[BLOC DE TEXTE]
----------

Mme Marie Mercier , sénateur, rapporteur pour le Sénat. - Mes arguments sont identiques. L'autorité parentale constitue un symbole fort. Lorsque je faisais mes études de médecine, le pédiatre qui me formait avait répondu à un jeune père, qui lui demandait ce qu'il devait faire pour ses enfants, qu'il devait d'abord aimer leur mère. On ne saurait mieux dire que l'autorité parentale se construit à deux. Un homme violent ne peut pas être un bon père. Lorsque nous avions débattu de ce sujet en séance publique, le Grenelle des violences conjugales n'était pas achevé et il nous avait paru prématuré d'adopter des dispositions. Il est temps désormais d'avancer. Je suis sûre du bien-fondé de notre proposition.

----------

[DONNÉES RÉPERTORIÉES]

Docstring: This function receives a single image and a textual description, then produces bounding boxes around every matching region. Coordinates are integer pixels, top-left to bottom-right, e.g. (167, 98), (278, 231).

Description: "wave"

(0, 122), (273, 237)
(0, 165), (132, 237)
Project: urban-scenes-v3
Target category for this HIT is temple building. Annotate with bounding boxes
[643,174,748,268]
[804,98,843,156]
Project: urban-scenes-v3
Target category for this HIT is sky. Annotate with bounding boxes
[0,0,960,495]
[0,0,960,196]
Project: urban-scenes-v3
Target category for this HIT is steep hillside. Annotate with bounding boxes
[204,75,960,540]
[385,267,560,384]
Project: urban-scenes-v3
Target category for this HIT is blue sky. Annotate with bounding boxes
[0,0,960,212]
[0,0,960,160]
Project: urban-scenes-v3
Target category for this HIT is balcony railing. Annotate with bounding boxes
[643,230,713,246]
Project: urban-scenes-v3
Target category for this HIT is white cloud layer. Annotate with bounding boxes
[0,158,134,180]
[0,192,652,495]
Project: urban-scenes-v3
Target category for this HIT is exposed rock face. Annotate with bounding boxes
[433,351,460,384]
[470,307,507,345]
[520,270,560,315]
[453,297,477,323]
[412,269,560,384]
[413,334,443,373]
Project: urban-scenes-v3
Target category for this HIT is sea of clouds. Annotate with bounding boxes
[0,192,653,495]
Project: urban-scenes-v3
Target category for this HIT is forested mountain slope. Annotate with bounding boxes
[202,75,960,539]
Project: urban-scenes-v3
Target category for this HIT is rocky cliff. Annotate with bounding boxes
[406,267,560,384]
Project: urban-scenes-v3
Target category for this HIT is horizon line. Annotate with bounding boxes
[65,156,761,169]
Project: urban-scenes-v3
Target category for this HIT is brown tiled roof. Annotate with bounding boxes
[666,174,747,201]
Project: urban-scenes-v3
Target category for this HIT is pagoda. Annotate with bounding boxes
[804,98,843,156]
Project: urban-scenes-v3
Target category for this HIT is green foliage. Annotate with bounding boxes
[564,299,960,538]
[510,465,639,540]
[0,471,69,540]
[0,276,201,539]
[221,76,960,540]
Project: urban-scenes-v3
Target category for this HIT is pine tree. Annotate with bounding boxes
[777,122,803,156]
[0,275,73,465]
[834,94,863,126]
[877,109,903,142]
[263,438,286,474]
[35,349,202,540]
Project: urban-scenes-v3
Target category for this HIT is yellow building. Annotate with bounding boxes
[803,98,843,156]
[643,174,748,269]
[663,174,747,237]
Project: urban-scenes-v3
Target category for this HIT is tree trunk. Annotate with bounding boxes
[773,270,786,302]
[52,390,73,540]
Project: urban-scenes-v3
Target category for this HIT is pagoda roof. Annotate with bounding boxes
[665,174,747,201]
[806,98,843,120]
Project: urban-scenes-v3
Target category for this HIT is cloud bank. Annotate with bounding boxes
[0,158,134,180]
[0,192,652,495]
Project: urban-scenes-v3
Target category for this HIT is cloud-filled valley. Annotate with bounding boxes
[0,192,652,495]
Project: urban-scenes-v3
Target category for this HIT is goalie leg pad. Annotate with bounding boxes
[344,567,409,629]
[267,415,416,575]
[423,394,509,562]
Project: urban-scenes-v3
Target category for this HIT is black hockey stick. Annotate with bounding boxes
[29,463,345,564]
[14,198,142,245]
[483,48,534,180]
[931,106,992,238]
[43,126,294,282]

----------

[CONSIGNES DE L'EXERCICE]
**A.** Répondez aux questions suivantes d'après le bloc de texte.
(i) Quelles fonctions sont attribuées à Mme Marie Mercier au début du texte ?
(ii) Qu'est-ce que le pédiatre avait dit au jeune père de faire d'abord ?
(iii) Qu'est-ce qui n'était pas achevé lors du débat en séance publique ?
**B.** Recopiez sans modification le passage du bloc de texte qui va de « Mme Marie Mercier , sénateur, rapporteur » à « de notre proposition. ».

[RÉPONSES DE L'EXERCICE]
**A.**
(i) Elle est sénateur et rapporteur pour le Sénat.
(ii) Il devait d'abord aimer la mère de ses enfants.
(iii) Le Grenelle des violences conjugales n'était pas achevé.

**B.**
Mme Marie Mercier , sénateur, rapporteur pour le Sénat. - Mes arguments sont identiques. L'autorité parentale constitue un symbole fort. Lorsque je faisais mes études de médecine, le pédiatre qui me formait avait répondu à un jeune père, qui lui demandait ce qu'il devait faire pour ses enfants, qu'il devait d'abord aimer leur mère. On ne saurait mieux dire que l'autorité parentale se construit à deux. Un homme violent ne peut pas être un bon père. Lorsque nous avions débattu de ce sujet en séance publique, le Grenelle des violences conjugales n'était pas achevé et il nous avait paru prématuré d'adopter des dispositions. Il est temps désormais d'avancer. Je suis sûre du bien-fondé de notre proposition.